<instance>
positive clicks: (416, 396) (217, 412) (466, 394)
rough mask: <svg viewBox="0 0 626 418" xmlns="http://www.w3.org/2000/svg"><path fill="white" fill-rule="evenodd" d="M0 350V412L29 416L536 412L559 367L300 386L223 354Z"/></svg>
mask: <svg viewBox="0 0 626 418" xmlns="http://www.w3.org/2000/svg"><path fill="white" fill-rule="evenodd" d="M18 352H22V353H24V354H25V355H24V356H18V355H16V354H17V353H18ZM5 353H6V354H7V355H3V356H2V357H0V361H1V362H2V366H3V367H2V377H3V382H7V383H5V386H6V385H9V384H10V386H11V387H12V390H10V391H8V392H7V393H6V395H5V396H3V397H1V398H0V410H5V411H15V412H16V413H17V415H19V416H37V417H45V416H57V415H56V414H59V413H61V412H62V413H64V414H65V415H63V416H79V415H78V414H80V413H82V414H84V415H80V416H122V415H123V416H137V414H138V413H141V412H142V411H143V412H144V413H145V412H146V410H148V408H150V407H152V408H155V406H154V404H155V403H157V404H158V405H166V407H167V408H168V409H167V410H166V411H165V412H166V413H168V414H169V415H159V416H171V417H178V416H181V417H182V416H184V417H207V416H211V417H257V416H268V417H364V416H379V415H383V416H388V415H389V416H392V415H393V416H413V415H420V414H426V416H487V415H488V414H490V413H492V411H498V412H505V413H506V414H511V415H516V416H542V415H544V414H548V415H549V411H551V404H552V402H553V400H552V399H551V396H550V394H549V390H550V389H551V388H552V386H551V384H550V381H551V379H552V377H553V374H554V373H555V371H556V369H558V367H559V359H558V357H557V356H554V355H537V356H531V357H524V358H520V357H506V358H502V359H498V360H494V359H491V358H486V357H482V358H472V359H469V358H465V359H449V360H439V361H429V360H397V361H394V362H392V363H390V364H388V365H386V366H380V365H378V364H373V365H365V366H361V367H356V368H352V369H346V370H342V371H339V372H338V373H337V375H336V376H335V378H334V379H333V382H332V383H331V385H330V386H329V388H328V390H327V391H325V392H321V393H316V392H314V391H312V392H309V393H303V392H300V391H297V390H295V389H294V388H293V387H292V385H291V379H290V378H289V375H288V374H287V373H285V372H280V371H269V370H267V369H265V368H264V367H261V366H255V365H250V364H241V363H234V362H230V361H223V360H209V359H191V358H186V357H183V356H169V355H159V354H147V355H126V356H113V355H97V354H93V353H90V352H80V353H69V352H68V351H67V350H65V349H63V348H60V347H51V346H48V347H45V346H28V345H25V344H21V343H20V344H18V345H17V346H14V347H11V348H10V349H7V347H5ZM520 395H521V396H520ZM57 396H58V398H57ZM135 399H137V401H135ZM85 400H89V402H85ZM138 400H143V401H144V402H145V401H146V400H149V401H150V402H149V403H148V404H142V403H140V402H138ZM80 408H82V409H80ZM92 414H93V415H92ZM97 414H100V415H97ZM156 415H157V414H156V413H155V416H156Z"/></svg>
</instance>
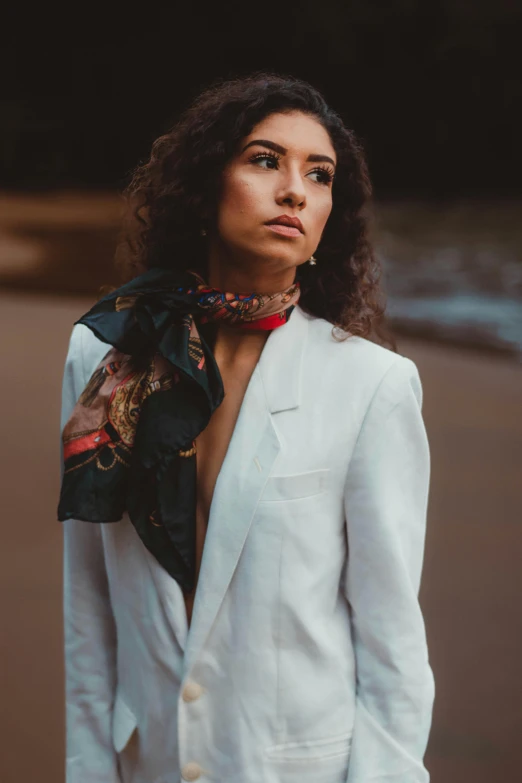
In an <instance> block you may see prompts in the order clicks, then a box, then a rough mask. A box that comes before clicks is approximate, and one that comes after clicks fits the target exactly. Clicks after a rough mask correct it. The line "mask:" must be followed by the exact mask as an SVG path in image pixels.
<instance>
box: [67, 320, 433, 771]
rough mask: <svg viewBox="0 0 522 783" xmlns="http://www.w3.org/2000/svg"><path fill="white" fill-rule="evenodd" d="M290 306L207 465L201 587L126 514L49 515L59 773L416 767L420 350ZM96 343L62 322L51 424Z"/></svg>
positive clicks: (418, 722) (420, 403)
***
Reproduce the lines of the entries above exactly, but only from the line containing "306L207 465L201 587L126" through the final line.

* _Written response_:
rough mask: <svg viewBox="0 0 522 783" xmlns="http://www.w3.org/2000/svg"><path fill="white" fill-rule="evenodd" d="M290 306L207 465L201 587L126 514L49 515L59 773L416 767L420 350ZM96 343L62 322L51 424Z"/></svg>
positive clicks: (418, 722) (420, 403)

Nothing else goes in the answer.